Task goal -> Add 106 to every coordinate in the answer outlines, starting with the line that contains "Find the tree" and going on through the line that contains "M 64 256 L 77". Write all of those lines of the listing out again, keeping the requests and their sample outlines as they are.

Data ->
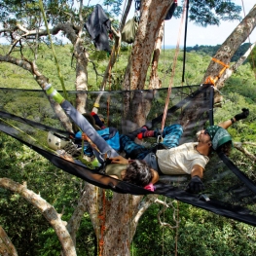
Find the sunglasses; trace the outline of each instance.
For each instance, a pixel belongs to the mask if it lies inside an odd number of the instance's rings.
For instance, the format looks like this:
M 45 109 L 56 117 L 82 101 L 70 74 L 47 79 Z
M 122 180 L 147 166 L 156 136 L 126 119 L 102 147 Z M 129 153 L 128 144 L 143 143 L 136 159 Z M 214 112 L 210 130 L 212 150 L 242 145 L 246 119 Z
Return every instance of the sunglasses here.
M 208 134 L 208 135 L 210 135 L 209 132 L 208 132 L 206 129 L 204 129 L 203 134 Z

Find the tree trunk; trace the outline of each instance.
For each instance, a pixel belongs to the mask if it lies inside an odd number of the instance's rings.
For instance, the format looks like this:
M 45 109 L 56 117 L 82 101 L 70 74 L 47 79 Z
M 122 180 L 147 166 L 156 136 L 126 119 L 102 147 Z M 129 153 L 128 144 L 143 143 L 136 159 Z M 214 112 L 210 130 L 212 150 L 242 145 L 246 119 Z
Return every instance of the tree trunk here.
M 221 45 L 220 49 L 213 56 L 214 58 L 229 65 L 232 56 L 238 51 L 239 46 L 247 39 L 250 33 L 256 26 L 256 5 L 252 8 L 249 14 L 240 21 L 240 23 L 235 28 L 232 34 Z M 202 83 L 208 76 L 215 78 L 219 75 L 223 65 L 212 60 L 204 74 Z M 224 83 L 217 83 L 217 89 L 220 90 L 224 87 Z
M 64 256 L 77 255 L 73 240 L 66 230 L 65 223 L 61 220 L 60 215 L 57 214 L 53 205 L 49 204 L 39 195 L 28 190 L 25 185 L 20 185 L 8 178 L 0 178 L 0 187 L 19 194 L 45 216 L 57 235 L 62 245 Z
M 214 58 L 219 61 L 222 61 L 226 65 L 229 65 L 234 54 L 237 52 L 238 47 L 246 40 L 246 38 L 253 31 L 255 26 L 256 26 L 256 5 L 252 8 L 249 14 L 241 20 L 241 22 L 236 27 L 236 29 L 226 39 L 226 41 L 221 45 L 220 49 L 214 55 Z M 202 83 L 205 83 L 205 80 L 208 77 L 211 77 L 212 79 L 218 77 L 220 75 L 220 71 L 223 68 L 224 66 L 222 64 L 217 63 L 214 60 L 211 60 L 202 79 Z M 225 81 L 224 79 L 220 79 L 220 80 L 217 79 L 216 87 L 218 90 L 224 87 L 224 81 Z M 214 100 L 215 102 L 220 100 L 218 97 L 219 97 L 219 93 L 216 93 L 215 94 L 216 100 Z M 199 109 L 200 107 L 200 101 L 201 101 L 200 98 L 199 100 L 195 98 L 193 100 L 193 105 L 189 105 L 189 107 L 187 107 L 183 111 L 183 116 L 181 119 L 182 125 L 186 124 L 189 127 L 190 124 L 193 124 L 194 119 L 198 119 L 200 113 L 197 111 L 197 109 Z M 201 127 L 203 127 L 205 122 L 206 119 L 204 120 L 204 122 L 203 120 L 201 120 Z M 186 128 L 184 130 L 185 130 L 184 134 L 186 134 Z
M 0 255 L 2 256 L 18 256 L 16 247 L 8 238 L 4 229 L 0 226 Z
M 131 51 L 129 70 L 125 75 L 125 90 L 143 90 L 154 51 L 156 38 L 173 1 L 144 0 L 141 4 L 139 26 Z

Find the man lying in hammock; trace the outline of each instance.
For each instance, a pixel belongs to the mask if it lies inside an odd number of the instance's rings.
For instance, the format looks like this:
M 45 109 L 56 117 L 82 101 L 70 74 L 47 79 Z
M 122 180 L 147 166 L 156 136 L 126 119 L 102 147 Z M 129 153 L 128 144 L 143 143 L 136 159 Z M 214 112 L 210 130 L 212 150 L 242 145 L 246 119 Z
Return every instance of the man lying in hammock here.
M 235 122 L 245 119 L 248 115 L 249 110 L 243 108 L 242 112 L 234 118 L 199 131 L 197 133 L 198 142 L 189 142 L 178 146 L 182 128 L 180 125 L 172 125 L 165 128 L 163 131 L 164 141 L 160 144 L 162 149 L 148 149 L 134 142 L 132 136 L 134 138 L 136 132 L 140 134 L 139 136 L 142 133 L 142 137 L 147 136 L 147 133 L 152 133 L 152 131 L 145 130 L 146 127 L 142 127 L 130 134 L 121 135 L 120 145 L 127 157 L 143 159 L 160 175 L 190 174 L 191 181 L 187 186 L 187 191 L 199 193 L 204 190 L 201 178 L 210 153 L 222 151 L 226 156 L 229 156 L 232 149 L 232 137 L 227 128 Z M 118 159 L 117 161 L 114 159 L 112 162 L 118 163 Z
M 59 103 L 69 118 L 81 128 L 83 131 L 82 138 L 90 141 L 93 153 L 99 163 L 105 161 L 104 155 L 111 159 L 115 159 L 112 163 L 117 163 L 116 168 L 107 168 L 106 174 L 135 184 L 137 186 L 144 187 L 152 190 L 153 184 L 159 179 L 159 174 L 156 170 L 151 168 L 144 161 L 134 160 L 129 161 L 121 156 L 102 138 L 94 129 L 94 128 L 89 123 L 89 121 L 77 111 L 72 104 L 65 100 L 53 87 L 46 84 L 46 92 L 55 102 Z M 72 158 L 69 161 L 74 161 Z M 79 163 L 74 161 L 78 165 Z
M 80 127 L 85 132 L 83 139 L 91 139 L 95 147 L 92 146 L 95 157 L 100 163 L 104 162 L 102 153 L 107 153 L 108 157 L 114 164 L 132 165 L 128 160 L 119 156 L 119 154 L 111 148 L 105 140 L 97 134 L 95 129 L 89 122 L 80 114 L 67 100 L 65 100 L 51 85 L 45 87 L 47 94 L 51 95 L 66 112 L 66 114 Z M 123 178 L 130 183 L 146 186 L 149 183 L 156 183 L 159 174 L 191 174 L 191 181 L 188 184 L 187 191 L 191 193 L 199 193 L 204 189 L 201 178 L 203 170 L 208 163 L 208 156 L 212 150 L 221 150 L 226 155 L 232 147 L 232 138 L 226 130 L 235 122 L 244 119 L 249 115 L 248 109 L 242 109 L 242 113 L 236 115 L 231 120 L 223 122 L 218 126 L 208 127 L 205 130 L 198 132 L 198 142 L 185 143 L 178 146 L 180 136 L 182 135 L 182 128 L 180 125 L 172 125 L 165 128 L 163 136 L 163 147 L 167 149 L 159 149 L 156 152 L 146 149 L 136 144 L 130 136 L 121 136 L 121 146 L 128 156 L 136 156 L 134 158 L 143 160 L 145 165 L 144 172 L 136 172 L 134 168 L 130 173 L 128 168 L 123 174 L 120 173 L 118 178 Z M 146 128 L 143 127 L 138 133 L 145 132 Z M 134 134 L 132 134 L 134 135 Z M 97 150 L 96 150 L 97 147 Z M 151 166 L 151 168 L 149 167 Z M 150 170 L 150 171 L 148 171 Z M 148 175 L 150 173 L 150 175 Z M 109 173 L 112 174 L 112 173 Z M 127 178 L 124 178 L 127 174 Z M 147 184 L 142 179 L 147 176 Z

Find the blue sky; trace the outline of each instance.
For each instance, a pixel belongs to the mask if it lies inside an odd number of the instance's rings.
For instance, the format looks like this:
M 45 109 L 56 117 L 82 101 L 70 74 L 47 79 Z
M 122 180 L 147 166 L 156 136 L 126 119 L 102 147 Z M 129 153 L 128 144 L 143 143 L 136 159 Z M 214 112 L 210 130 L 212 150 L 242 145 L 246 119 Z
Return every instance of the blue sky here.
M 87 5 L 88 2 L 90 4 L 102 4 L 103 0 L 87 0 L 85 4 Z M 126 2 L 126 1 L 124 1 Z M 255 0 L 233 0 L 234 3 L 237 5 L 244 6 L 245 15 L 252 9 L 252 7 L 256 4 Z M 181 0 L 178 0 L 178 4 L 181 5 Z M 131 18 L 134 14 L 134 8 L 131 8 L 129 18 Z M 242 11 L 241 15 L 242 18 L 244 17 L 244 13 Z M 233 32 L 233 30 L 237 27 L 239 23 L 239 20 L 237 21 L 222 21 L 220 26 L 207 26 L 201 27 L 195 25 L 192 22 L 188 23 L 188 31 L 187 31 L 187 46 L 195 46 L 195 45 L 208 45 L 208 46 L 215 46 L 218 44 L 222 44 L 227 37 Z M 170 20 L 165 20 L 165 45 L 171 45 L 176 46 L 179 34 L 179 26 L 180 26 L 180 19 L 171 18 Z M 181 35 L 180 46 L 183 45 L 184 41 L 184 26 L 183 26 L 183 33 Z M 246 40 L 246 42 L 254 43 L 256 41 L 256 28 L 252 32 L 252 34 Z
M 76 2 L 76 1 L 75 1 Z M 84 5 L 88 5 L 89 3 L 91 5 L 95 4 L 103 4 L 104 0 L 84 0 Z M 126 1 L 124 1 L 125 3 Z M 233 0 L 238 5 L 244 6 L 245 15 L 252 9 L 252 7 L 256 4 L 255 0 Z M 178 0 L 178 4 L 181 5 L 181 0 Z M 132 18 L 134 15 L 134 4 L 132 3 L 132 7 L 130 13 L 128 15 L 128 18 Z M 244 17 L 244 13 L 242 11 L 241 15 Z M 237 21 L 222 21 L 219 26 L 207 26 L 201 27 L 195 25 L 192 22 L 188 23 L 188 32 L 187 32 L 187 46 L 195 46 L 195 45 L 208 45 L 215 46 L 221 45 L 226 38 L 232 33 L 232 31 L 237 27 L 239 23 L 239 20 Z M 180 19 L 171 18 L 170 20 L 165 20 L 165 46 L 176 46 L 178 41 L 180 27 Z M 183 46 L 184 42 L 184 25 L 182 27 L 182 35 L 180 39 L 180 47 Z M 256 28 L 249 36 L 245 42 L 254 43 L 256 41 Z M 0 43 L 5 43 L 4 38 L 0 38 Z

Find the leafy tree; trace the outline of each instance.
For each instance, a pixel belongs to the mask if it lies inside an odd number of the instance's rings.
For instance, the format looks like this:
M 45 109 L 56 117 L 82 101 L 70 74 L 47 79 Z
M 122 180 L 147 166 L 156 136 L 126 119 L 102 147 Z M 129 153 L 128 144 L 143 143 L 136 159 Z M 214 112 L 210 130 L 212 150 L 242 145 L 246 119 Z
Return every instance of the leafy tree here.
M 40 3 L 41 1 L 39 3 L 34 1 L 0 1 L 1 7 L 3 7 L 1 12 L 3 29 L 1 29 L 0 32 L 7 39 L 9 39 L 10 42 L 9 50 L 0 55 L 0 61 L 20 66 L 22 69 L 26 70 L 29 75 L 35 78 L 35 82 L 40 87 L 43 87 L 43 85 L 51 77 L 46 77 L 45 73 L 42 72 L 42 66 L 38 63 L 39 55 L 43 55 L 40 52 L 40 43 L 44 42 L 46 46 L 52 48 L 54 45 L 51 44 L 52 42 L 49 38 L 48 30 L 41 29 L 41 27 L 44 27 L 46 24 L 42 17 Z M 114 11 L 116 12 L 116 7 L 121 3 L 121 1 L 107 1 L 106 3 L 108 5 L 114 4 Z M 128 1 L 128 3 L 126 13 L 128 11 L 128 5 L 130 5 L 131 0 Z M 89 89 L 88 65 L 91 61 L 88 49 L 89 43 L 91 43 L 91 38 L 84 30 L 84 23 L 92 8 L 84 6 L 83 1 L 80 2 L 79 10 L 73 6 L 72 1 L 45 1 L 44 4 L 47 21 L 51 26 L 51 35 L 54 36 L 62 32 L 73 45 L 71 55 L 73 58 L 72 60 L 75 62 L 75 77 L 73 83 L 76 86 L 76 90 L 87 91 Z M 139 28 L 135 42 L 131 49 L 128 63 L 126 67 L 122 89 L 140 90 L 145 88 L 147 73 L 151 64 L 152 53 L 155 50 L 154 47 L 157 40 L 156 38 L 161 38 L 161 27 L 165 19 L 165 16 L 171 4 L 172 1 L 167 0 L 141 1 Z M 194 1 L 191 6 L 190 18 L 196 22 L 206 25 L 207 23 L 218 23 L 220 17 L 224 19 L 237 18 L 238 18 L 238 11 L 239 8 L 235 6 L 232 2 Z M 200 16 L 197 16 L 196 14 L 199 14 L 199 12 L 201 12 Z M 217 59 L 225 61 L 226 64 L 230 62 L 235 52 L 245 40 L 245 36 L 247 36 L 248 32 L 250 33 L 255 27 L 255 20 L 253 21 L 252 18 L 255 17 L 255 8 L 252 9 L 246 19 L 241 21 L 239 30 L 235 30 L 235 32 L 220 47 L 215 55 Z M 10 18 L 10 17 L 12 18 Z M 249 31 L 246 30 L 247 20 L 252 20 Z M 122 27 L 125 22 L 126 18 L 123 18 L 121 20 L 120 27 Z M 120 31 L 115 29 L 114 25 L 112 30 L 114 33 L 114 54 L 111 55 L 108 64 L 106 64 L 107 69 L 103 75 L 103 80 L 100 86 L 100 89 L 102 90 L 106 86 L 106 79 L 111 75 L 110 70 L 116 61 L 120 48 Z M 15 50 L 18 50 L 18 54 L 15 53 Z M 51 56 L 48 57 L 49 58 L 45 59 L 46 64 L 48 64 L 51 59 Z M 54 60 L 55 61 L 55 58 L 54 58 Z M 57 64 L 57 62 L 55 61 L 55 64 Z M 222 67 L 216 63 L 210 62 L 208 69 L 205 72 L 205 76 L 201 81 L 204 82 L 208 76 L 216 77 L 221 68 Z M 66 74 L 68 74 L 68 72 L 70 72 L 70 70 L 66 69 Z M 54 77 L 57 75 L 58 74 L 56 72 L 51 79 L 54 79 Z M 69 82 L 71 81 L 72 80 Z M 221 89 L 223 84 L 218 84 L 217 87 Z M 86 104 L 86 96 L 83 92 L 77 94 L 77 108 L 80 111 L 83 111 Z M 53 108 L 55 113 L 58 113 L 59 120 L 64 125 L 66 129 L 69 130 L 71 126 L 68 118 L 63 114 L 63 112 L 60 111 L 57 104 L 53 104 Z M 184 116 L 184 119 L 187 120 L 189 116 L 195 117 L 197 113 L 193 113 L 193 115 L 187 113 L 187 115 Z M 145 119 L 146 117 L 143 113 L 138 113 L 135 122 L 141 126 L 145 124 Z M 34 195 L 31 191 L 28 191 L 23 185 L 18 185 L 3 178 L 1 179 L 1 182 L 3 183 L 3 187 L 13 189 L 15 192 L 19 192 L 22 197 L 28 201 L 29 198 L 26 197 L 25 193 L 30 193 L 33 197 L 36 197 L 36 195 Z M 91 184 L 86 184 L 85 187 L 83 187 L 83 194 L 80 195 L 78 199 L 77 207 L 74 209 L 72 216 L 69 218 L 67 228 L 63 225 L 63 223 L 61 223 L 56 213 L 60 210 L 59 208 L 55 211 L 53 207 L 51 207 L 55 219 L 57 220 L 56 223 L 53 223 L 53 218 L 51 218 L 50 214 L 43 211 L 40 206 L 35 204 L 55 228 L 55 233 L 58 236 L 58 239 L 61 242 L 64 255 L 71 256 L 76 254 L 74 248 L 76 244 L 77 231 L 79 230 L 81 219 L 83 218 L 85 211 L 88 211 L 90 214 L 97 238 L 100 238 L 99 230 L 100 226 L 103 224 L 98 223 L 97 216 L 95 216 L 95 209 L 98 205 L 97 203 L 100 204 L 97 200 L 102 196 L 102 193 L 99 191 L 98 194 L 96 194 L 94 191 L 95 188 Z M 48 193 L 46 194 L 50 195 Z M 42 195 L 48 199 L 49 202 L 54 203 L 54 201 L 51 201 L 51 197 L 48 198 L 47 195 Z M 129 255 L 129 245 L 139 221 L 139 218 L 134 218 L 134 216 L 138 213 L 141 214 L 145 212 L 154 199 L 154 197 L 146 197 L 143 199 L 142 197 L 113 194 L 108 201 L 105 211 L 106 220 L 104 225 L 107 227 L 108 233 L 105 233 L 104 238 L 101 238 L 104 241 L 103 255 L 109 255 L 109 251 L 113 255 Z M 42 199 L 39 198 L 38 200 L 42 201 Z M 144 204 L 141 203 L 142 201 Z M 132 203 L 132 214 L 128 214 L 130 211 L 130 201 Z M 47 204 L 47 202 L 45 202 L 45 204 Z M 49 206 L 49 204 L 47 205 Z M 100 207 L 102 208 L 102 204 L 100 204 Z M 115 209 L 117 208 L 120 210 L 116 211 Z M 113 212 L 115 212 L 115 214 L 113 214 Z M 129 216 L 129 218 L 125 218 L 124 216 Z M 61 230 L 61 232 L 59 232 L 58 229 Z M 64 237 L 62 237 L 62 234 L 64 234 Z M 129 236 L 128 237 L 127 234 L 129 234 Z M 69 247 L 66 247 L 65 239 L 67 239 L 69 244 L 71 244 Z M 72 251 L 72 254 L 69 250 Z

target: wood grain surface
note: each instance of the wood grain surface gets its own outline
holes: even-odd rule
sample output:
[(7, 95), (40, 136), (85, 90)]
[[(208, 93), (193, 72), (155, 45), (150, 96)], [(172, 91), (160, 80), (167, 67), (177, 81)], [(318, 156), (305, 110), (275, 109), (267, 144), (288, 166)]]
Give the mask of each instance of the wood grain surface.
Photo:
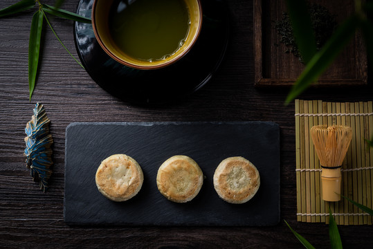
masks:
[[(2, 0), (0, 8), (15, 0)], [(254, 87), (253, 1), (228, 0), (230, 40), (218, 73), (203, 88), (176, 103), (139, 107), (100, 89), (46, 28), (34, 95), (28, 100), (28, 46), (33, 11), (0, 19), (0, 247), (299, 248), (287, 221), (315, 247), (329, 248), (328, 227), (296, 221), (294, 104), (284, 105), (288, 89)], [(45, 1), (53, 4), (53, 1)], [(63, 8), (75, 11), (78, 0)], [(76, 55), (73, 22), (51, 18)], [(46, 24), (44, 24), (46, 28)], [(177, 82), (177, 79), (175, 79)], [(372, 100), (372, 87), (313, 89), (300, 98), (325, 101)], [(26, 167), (24, 127), (35, 102), (51, 121), (55, 165), (44, 194)], [(281, 221), (273, 227), (69, 226), (63, 221), (65, 129), (72, 122), (273, 121), (281, 140)], [(162, 212), (162, 210), (159, 210)], [(369, 248), (372, 227), (339, 226), (346, 248)]]
[[(341, 24), (354, 11), (354, 1), (312, 0), (310, 3), (326, 8)], [(304, 68), (288, 48), (280, 42), (281, 37), (275, 28), (276, 21), (282, 20), (286, 12), (282, 0), (254, 1), (254, 47), (255, 86), (292, 85)], [(319, 86), (338, 86), (367, 84), (367, 61), (363, 37), (357, 32), (336, 59), (319, 78)]]

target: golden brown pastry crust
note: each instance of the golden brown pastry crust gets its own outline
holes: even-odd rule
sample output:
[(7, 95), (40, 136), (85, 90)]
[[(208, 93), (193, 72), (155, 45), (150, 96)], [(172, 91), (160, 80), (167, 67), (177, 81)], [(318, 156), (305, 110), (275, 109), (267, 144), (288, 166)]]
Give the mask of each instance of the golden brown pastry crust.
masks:
[(115, 201), (127, 201), (138, 193), (144, 176), (138, 163), (125, 154), (104, 159), (98, 167), (95, 183), (98, 190)]
[(257, 168), (241, 156), (226, 158), (214, 174), (214, 187), (223, 200), (230, 203), (244, 203), (257, 193), (260, 176)]
[(197, 163), (186, 156), (174, 156), (158, 169), (156, 185), (170, 201), (185, 203), (194, 198), (203, 183), (203, 174)]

Response ->
Find the tree trunk; trace the outline of each instance.
For each instance, a pixel belongs to the mask if it lies inside an odd number of the instance's rings.
For instance, the format looks like this:
M 45 109 L 56 117 L 82 101 L 70 74 L 47 79 Z
M 122 180 L 147 166 L 156 136 L 126 119 L 102 147 Z M 129 153 L 128 144 L 143 143 L 136 159 Z M 214 112 L 210 130 L 212 150 L 242 145 L 246 119 Z
Return every instance of the tree trunk here.
M 327 151 L 326 155 L 319 162 L 320 164 L 335 171 L 338 162 L 344 157 L 345 152 L 353 145 L 356 139 L 362 132 L 362 111 L 358 114 L 355 120 L 346 127 L 346 129 L 341 134 L 338 140 Z M 308 189 L 314 182 L 321 184 L 325 181 L 329 171 L 318 166 L 310 180 Z M 330 189 L 323 189 L 323 195 L 326 196 L 330 193 Z
M 170 362 L 183 361 L 179 346 L 172 336 L 171 329 L 167 326 L 166 321 L 163 320 L 159 311 L 155 310 L 145 301 L 134 296 L 131 291 L 126 291 L 114 284 L 106 284 L 106 293 L 125 300 L 151 322 L 163 341 L 168 351 Z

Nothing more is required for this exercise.